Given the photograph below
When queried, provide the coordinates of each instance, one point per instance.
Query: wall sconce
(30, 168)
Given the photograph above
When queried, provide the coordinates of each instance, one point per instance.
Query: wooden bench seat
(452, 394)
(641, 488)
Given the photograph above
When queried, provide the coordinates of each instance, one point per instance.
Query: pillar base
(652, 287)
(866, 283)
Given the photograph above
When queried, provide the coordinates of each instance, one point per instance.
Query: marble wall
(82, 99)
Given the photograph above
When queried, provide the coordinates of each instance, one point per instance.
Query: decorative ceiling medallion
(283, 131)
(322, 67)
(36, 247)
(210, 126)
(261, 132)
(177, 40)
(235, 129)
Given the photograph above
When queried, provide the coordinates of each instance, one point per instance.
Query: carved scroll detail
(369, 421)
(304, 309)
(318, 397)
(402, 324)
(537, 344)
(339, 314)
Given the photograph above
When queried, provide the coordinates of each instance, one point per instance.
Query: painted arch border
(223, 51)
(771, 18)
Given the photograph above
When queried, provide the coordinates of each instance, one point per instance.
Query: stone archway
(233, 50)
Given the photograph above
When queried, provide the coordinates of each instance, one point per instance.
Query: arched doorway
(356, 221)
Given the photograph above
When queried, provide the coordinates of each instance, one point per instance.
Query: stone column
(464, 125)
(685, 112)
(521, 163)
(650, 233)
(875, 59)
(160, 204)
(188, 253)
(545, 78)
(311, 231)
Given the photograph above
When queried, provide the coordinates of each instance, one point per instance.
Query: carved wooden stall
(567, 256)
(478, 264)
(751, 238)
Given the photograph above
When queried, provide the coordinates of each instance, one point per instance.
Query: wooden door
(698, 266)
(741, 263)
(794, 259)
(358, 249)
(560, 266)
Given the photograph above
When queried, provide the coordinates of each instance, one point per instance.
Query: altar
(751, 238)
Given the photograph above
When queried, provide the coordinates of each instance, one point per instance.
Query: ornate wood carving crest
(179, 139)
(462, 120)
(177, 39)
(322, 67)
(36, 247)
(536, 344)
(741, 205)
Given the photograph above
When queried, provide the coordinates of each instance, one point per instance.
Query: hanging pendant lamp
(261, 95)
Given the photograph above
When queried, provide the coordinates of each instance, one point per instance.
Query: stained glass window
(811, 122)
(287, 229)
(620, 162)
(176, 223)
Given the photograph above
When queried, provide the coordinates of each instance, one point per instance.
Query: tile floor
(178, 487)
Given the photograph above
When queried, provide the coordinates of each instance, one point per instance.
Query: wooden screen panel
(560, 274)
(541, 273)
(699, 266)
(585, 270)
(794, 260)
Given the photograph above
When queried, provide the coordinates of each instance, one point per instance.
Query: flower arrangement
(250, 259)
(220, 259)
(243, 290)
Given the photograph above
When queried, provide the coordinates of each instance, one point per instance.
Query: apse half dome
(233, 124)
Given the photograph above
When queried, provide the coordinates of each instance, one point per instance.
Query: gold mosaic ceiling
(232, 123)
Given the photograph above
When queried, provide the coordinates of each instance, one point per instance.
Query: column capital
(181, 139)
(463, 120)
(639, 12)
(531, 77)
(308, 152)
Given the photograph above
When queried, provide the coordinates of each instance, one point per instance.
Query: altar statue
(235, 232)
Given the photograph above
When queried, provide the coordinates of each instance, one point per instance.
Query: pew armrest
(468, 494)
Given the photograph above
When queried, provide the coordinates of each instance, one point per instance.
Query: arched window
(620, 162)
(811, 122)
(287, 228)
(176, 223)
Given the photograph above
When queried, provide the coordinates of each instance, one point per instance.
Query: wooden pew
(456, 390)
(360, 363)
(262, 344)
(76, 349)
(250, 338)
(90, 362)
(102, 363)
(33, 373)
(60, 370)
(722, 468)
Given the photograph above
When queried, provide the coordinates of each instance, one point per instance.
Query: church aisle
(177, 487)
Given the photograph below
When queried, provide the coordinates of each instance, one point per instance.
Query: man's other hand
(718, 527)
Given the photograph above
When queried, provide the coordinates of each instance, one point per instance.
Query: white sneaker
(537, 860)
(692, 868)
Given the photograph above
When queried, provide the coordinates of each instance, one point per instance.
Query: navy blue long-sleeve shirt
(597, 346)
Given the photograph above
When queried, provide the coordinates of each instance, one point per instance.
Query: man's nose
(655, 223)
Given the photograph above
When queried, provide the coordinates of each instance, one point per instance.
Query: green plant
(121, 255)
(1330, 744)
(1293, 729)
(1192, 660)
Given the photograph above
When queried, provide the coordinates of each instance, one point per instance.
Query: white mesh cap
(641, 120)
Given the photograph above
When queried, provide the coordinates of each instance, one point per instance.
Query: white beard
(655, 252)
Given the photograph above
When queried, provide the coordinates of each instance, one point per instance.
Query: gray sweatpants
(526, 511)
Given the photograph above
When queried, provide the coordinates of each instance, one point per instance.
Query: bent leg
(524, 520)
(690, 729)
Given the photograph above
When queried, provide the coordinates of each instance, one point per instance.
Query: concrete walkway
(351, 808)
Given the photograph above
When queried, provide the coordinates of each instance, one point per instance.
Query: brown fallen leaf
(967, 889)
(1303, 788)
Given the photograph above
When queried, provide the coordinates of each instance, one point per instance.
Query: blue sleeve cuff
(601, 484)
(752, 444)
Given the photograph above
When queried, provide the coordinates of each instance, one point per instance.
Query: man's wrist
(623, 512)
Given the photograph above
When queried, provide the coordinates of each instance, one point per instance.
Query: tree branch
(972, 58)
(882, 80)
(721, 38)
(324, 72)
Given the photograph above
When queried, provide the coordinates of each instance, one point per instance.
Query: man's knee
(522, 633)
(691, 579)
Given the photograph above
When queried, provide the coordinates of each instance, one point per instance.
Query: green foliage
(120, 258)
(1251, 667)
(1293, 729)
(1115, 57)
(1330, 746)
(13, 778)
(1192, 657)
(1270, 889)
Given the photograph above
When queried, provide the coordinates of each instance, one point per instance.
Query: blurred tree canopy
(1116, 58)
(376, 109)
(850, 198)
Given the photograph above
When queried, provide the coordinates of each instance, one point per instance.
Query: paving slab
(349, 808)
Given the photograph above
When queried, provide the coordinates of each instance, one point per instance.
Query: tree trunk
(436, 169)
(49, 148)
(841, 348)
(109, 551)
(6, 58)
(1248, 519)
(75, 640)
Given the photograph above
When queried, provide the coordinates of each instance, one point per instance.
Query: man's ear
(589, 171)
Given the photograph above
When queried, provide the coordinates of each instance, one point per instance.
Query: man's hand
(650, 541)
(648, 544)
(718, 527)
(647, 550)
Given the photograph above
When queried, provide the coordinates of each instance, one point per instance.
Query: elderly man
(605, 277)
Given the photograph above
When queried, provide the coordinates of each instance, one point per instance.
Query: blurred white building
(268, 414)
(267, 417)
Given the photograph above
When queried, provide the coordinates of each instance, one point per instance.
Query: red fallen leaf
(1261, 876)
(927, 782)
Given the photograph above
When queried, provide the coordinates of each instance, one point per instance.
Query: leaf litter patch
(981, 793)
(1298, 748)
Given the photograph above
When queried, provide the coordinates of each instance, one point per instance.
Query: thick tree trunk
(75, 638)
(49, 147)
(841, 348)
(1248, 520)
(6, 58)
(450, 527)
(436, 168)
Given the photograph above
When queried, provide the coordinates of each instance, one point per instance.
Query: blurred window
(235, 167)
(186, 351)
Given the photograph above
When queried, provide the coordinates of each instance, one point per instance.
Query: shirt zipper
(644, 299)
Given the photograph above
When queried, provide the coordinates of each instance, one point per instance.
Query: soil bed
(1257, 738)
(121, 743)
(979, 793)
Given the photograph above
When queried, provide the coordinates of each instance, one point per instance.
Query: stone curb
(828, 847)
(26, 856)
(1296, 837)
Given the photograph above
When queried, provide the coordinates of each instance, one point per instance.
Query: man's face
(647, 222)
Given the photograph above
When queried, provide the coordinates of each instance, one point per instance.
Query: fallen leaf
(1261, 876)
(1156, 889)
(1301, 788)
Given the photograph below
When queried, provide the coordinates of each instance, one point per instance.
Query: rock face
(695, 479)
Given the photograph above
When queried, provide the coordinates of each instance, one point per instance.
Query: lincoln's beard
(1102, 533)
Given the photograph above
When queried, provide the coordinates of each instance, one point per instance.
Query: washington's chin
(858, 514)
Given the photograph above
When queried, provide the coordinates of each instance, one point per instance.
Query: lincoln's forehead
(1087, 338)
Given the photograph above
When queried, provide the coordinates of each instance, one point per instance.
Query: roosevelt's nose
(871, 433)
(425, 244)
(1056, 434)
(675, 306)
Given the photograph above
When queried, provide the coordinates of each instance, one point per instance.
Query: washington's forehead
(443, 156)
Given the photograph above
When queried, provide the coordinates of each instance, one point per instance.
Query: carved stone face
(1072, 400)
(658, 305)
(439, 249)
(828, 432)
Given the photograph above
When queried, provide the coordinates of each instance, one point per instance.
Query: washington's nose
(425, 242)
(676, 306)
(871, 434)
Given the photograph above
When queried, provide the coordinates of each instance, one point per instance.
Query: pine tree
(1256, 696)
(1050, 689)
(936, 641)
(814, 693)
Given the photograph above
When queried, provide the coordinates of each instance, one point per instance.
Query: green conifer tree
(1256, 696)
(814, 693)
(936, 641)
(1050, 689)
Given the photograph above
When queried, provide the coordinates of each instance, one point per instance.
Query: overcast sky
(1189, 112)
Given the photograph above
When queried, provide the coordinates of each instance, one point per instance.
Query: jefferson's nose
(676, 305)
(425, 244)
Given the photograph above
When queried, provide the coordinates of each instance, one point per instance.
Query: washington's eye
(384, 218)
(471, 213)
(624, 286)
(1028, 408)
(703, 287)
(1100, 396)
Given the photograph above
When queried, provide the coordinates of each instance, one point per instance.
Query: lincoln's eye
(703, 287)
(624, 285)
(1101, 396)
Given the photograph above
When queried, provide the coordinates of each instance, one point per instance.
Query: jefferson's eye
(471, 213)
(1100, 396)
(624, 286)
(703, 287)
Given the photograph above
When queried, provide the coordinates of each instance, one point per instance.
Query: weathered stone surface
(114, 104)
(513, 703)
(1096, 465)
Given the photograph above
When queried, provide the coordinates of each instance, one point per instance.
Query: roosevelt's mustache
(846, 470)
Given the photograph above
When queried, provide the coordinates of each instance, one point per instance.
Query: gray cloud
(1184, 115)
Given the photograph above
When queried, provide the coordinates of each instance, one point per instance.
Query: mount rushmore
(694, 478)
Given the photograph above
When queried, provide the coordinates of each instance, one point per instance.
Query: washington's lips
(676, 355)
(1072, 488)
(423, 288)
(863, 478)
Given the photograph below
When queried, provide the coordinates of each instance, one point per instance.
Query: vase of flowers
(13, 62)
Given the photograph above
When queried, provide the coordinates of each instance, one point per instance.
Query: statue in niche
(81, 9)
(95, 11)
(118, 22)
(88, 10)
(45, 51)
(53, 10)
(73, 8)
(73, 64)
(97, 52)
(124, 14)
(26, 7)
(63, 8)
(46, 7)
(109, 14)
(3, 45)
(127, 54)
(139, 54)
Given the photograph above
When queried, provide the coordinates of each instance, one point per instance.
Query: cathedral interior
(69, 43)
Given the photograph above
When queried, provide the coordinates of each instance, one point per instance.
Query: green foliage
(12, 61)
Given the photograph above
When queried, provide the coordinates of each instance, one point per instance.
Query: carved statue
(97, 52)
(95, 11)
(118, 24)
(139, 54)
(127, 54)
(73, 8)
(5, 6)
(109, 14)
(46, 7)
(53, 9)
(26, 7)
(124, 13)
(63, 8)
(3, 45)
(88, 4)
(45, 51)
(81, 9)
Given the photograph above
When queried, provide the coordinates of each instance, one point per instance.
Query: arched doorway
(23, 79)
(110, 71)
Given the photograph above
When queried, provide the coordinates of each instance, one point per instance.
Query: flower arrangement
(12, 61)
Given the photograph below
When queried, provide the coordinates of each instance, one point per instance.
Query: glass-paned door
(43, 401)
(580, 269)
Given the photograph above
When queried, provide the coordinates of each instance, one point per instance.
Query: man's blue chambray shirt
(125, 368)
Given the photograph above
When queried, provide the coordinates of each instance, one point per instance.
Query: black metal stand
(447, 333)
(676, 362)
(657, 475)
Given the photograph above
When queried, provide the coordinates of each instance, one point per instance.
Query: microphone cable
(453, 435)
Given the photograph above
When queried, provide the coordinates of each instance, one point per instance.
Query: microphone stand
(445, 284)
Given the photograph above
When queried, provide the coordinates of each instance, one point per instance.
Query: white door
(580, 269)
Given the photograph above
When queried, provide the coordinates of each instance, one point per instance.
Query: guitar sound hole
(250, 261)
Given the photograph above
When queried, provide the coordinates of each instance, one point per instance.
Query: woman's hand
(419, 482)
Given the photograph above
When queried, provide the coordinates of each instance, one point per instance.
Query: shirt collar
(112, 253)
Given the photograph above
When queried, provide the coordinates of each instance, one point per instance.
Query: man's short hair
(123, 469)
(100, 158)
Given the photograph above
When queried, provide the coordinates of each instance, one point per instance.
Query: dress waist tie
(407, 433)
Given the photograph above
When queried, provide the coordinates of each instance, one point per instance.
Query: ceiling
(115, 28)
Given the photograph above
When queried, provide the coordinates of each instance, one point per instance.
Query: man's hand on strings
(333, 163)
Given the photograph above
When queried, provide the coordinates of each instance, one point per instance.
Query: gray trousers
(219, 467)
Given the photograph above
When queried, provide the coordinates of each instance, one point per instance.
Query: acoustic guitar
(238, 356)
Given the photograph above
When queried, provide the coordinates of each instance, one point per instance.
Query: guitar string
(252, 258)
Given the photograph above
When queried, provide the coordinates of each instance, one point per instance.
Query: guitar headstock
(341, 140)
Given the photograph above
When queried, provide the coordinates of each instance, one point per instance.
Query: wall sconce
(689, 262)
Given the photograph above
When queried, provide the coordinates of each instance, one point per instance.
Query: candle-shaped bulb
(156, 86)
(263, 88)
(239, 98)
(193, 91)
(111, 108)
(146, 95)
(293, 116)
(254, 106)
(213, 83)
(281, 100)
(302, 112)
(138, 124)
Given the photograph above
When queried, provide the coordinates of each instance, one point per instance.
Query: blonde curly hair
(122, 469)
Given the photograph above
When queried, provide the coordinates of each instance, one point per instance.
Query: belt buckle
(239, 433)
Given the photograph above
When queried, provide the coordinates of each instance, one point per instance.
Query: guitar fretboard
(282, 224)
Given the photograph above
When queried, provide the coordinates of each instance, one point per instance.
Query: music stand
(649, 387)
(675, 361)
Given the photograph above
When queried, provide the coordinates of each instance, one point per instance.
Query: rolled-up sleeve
· · ·
- **Objective**: List every line in the records above that contains the string "microphone", copying each one in full. Case counts.

- **The output**:
Query: microphone cable
Query: microphone stand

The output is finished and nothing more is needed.